*PROBLEM TO SOLVE:*
Return a copy of every line in the records that includes the word "after".

*** Opening INPUT ***

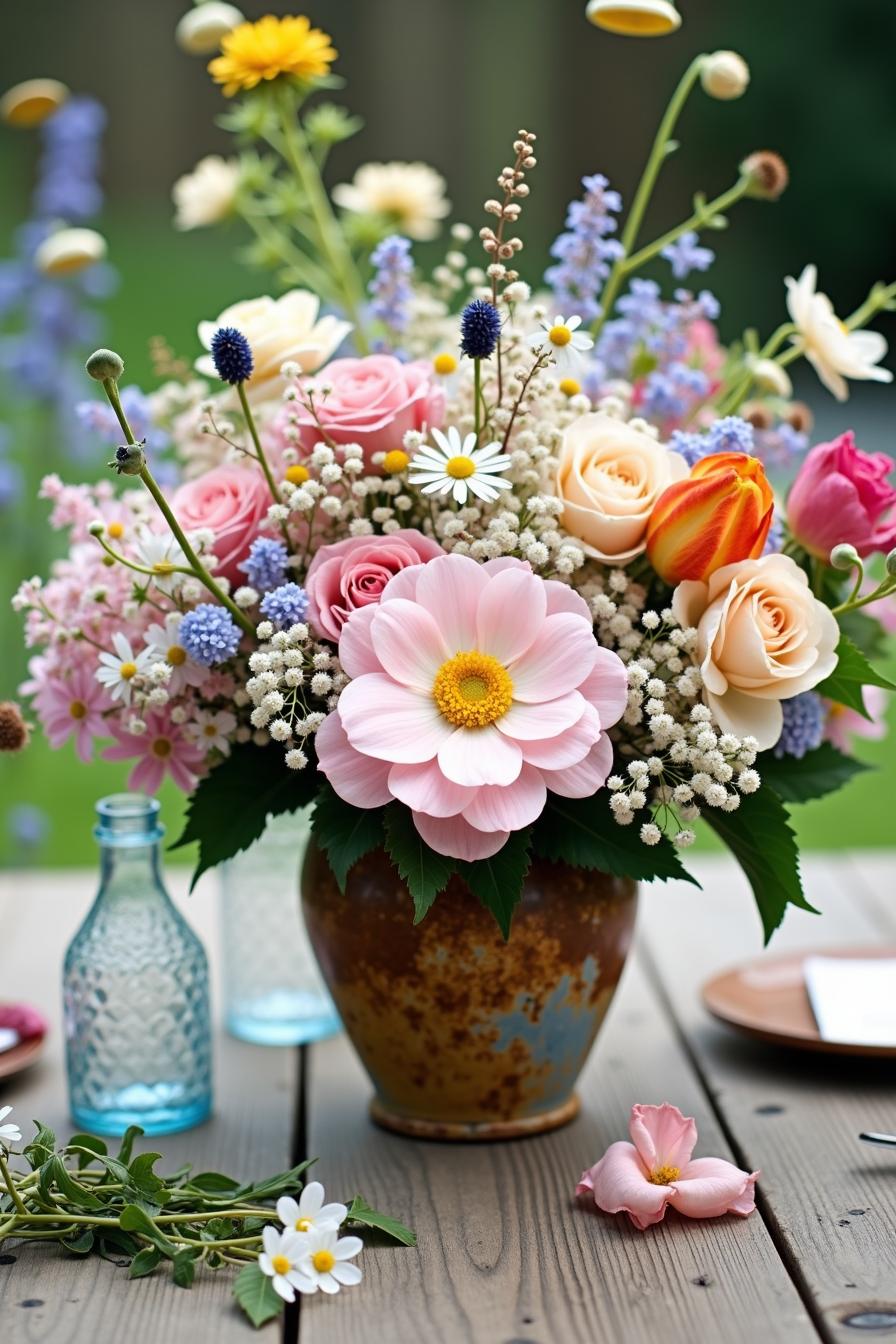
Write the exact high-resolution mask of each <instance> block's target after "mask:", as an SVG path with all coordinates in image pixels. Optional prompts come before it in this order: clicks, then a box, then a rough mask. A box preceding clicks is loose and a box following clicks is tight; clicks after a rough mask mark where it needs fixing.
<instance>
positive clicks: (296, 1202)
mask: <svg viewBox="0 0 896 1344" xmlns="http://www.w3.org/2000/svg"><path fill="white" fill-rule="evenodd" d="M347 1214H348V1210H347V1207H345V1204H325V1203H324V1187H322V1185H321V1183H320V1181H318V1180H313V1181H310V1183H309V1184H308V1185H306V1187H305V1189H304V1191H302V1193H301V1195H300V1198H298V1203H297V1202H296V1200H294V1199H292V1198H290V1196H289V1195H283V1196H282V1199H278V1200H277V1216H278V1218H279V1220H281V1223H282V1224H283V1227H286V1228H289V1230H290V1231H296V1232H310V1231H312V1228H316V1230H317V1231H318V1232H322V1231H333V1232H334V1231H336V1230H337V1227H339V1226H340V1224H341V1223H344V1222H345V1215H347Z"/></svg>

*** Closing INPUT ***
*** Opening INPUT ***

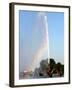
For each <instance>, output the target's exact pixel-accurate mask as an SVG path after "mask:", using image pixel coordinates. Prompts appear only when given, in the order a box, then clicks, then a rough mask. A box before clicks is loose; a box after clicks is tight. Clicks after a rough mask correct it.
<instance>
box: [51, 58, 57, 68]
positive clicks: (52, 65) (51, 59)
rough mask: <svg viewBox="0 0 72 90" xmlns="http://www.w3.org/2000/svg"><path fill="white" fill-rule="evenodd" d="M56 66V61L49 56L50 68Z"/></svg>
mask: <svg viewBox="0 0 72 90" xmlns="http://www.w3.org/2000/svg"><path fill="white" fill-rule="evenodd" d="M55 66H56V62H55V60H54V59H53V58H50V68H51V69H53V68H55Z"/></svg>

*** Closing INPUT ***

*REPLY TO THE EXERCISE:*
Write the exact high-resolution mask of each <instance> block's target after "mask:", as an SVG path with all coordinates in image pixels. Optional prompts come before it in this order: clicks, then a box, then a rough mask. A box preceding clicks is loose and a box following clicks is tight; clicks after a rough mask mark where it needs fixing.
For each <instance>, output the target's exact pixel-accurate mask as an SVG path after "mask:", using image pixel coordinates. Prompts appear only when given, in the order a box, then clicks, then a rough mask. A box before clicks is loose; a box after clicks is tight. Clicks after a rough mask correct it.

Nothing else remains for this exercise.